** Start Selection **

Gaming: Keyboard Is King In This Game Where You Have To Type Words To Do...
I have typed the word "pistol" so many times I genuinely forget how to spell it. I go over and over again. Pil—no, that's wrong. Pistl—no, also wrong. Pit—WRONG AGAIN. Blocks descend on me as my brain goes into overdrive and my HP gets decimated. How the hell do you spell pistol again?
The repetitiveness may be bad for my brain, my keyboard, and my sanity. But for Typing Break, that's the name of the game. If I want a weapon, I must type it. Hell, I had to literally type the word "start" to start the game. No clicking here, mouse bozos.
I begrudgingly admit I didn't quite understand Typing Break's demo in the first few minutes. What, I just type "pistol" or "fury pistol" over and over again? Not particularly exciting.

** End Selection **
** Start Material shown **

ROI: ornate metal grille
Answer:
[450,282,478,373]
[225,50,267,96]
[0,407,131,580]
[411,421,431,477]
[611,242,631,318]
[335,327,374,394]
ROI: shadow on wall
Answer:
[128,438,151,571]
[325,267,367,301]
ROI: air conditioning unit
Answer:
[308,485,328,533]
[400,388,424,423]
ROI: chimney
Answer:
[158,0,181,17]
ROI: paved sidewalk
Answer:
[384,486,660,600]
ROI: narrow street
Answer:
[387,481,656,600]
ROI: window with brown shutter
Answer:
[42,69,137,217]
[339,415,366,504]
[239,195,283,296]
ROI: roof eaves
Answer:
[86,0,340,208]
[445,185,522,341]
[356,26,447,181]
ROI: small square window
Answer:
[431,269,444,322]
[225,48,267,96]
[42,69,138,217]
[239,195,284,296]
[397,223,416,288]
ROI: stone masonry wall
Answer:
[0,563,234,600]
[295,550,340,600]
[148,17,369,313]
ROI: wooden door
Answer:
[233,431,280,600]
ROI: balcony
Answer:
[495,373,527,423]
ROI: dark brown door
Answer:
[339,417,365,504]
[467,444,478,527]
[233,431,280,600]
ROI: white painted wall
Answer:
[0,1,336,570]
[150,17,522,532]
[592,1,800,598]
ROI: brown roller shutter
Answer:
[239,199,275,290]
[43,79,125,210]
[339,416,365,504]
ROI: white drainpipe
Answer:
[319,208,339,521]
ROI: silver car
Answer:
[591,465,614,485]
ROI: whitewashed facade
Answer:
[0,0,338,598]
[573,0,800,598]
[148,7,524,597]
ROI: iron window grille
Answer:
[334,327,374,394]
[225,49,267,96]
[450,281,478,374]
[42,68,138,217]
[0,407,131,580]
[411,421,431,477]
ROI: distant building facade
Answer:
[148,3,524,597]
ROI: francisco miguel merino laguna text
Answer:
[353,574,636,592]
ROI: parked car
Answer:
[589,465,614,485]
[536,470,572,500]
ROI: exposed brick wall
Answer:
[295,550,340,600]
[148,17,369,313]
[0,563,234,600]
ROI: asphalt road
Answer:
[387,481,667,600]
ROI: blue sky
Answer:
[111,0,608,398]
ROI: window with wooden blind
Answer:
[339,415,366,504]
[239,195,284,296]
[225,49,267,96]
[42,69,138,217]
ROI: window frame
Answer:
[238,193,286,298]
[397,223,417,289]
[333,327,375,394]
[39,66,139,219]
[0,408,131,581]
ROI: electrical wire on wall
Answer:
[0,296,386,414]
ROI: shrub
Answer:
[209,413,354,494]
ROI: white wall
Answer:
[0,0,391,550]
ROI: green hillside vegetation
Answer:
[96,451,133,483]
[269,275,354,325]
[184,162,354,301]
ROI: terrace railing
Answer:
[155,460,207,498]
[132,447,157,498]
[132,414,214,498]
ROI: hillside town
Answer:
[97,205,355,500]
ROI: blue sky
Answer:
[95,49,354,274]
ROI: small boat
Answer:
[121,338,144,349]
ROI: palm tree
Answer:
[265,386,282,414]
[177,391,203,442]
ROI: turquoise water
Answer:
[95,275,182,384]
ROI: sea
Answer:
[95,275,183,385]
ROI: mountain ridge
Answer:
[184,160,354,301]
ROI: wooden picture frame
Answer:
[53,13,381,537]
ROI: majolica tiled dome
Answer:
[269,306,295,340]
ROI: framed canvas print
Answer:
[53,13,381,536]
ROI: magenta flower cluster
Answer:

** End Material shown **

Exercise requirements:
A) Rewrite the part of the game review starting with "I have typed" and going on through "Not particularly exciting.", putting "rifle" wherever "pistol" appears.
B) According to the game review, what word did the writer have to type to start the game?

Solutions per task:
A)
I have typed the word "rifle" so many times I genuinely forget how to spell it. I go over and over again. Pil—no, that's wrong. Pistl—no, also wrong. Pit—WRONG AGAIN. Blocks descend on me as my brain goes into overdrive and my HP gets decimated. How the hell do you spell rifle again?
The repetitiveness may be bad for my brain, my keyboard, and my sanity. But for Typing Break, that's the name of the game. If I want a weapon, I must type it. Hell, I had to literally type the word "start" to start the game. No clicking here, mouse bozos.
I begrudgingly admit I didn't quite understand Typing Break's demo in the first few minutes. What, I just type "rifle" or "fury rifle" over and over again? Not particularly exciting.

B) The word "start."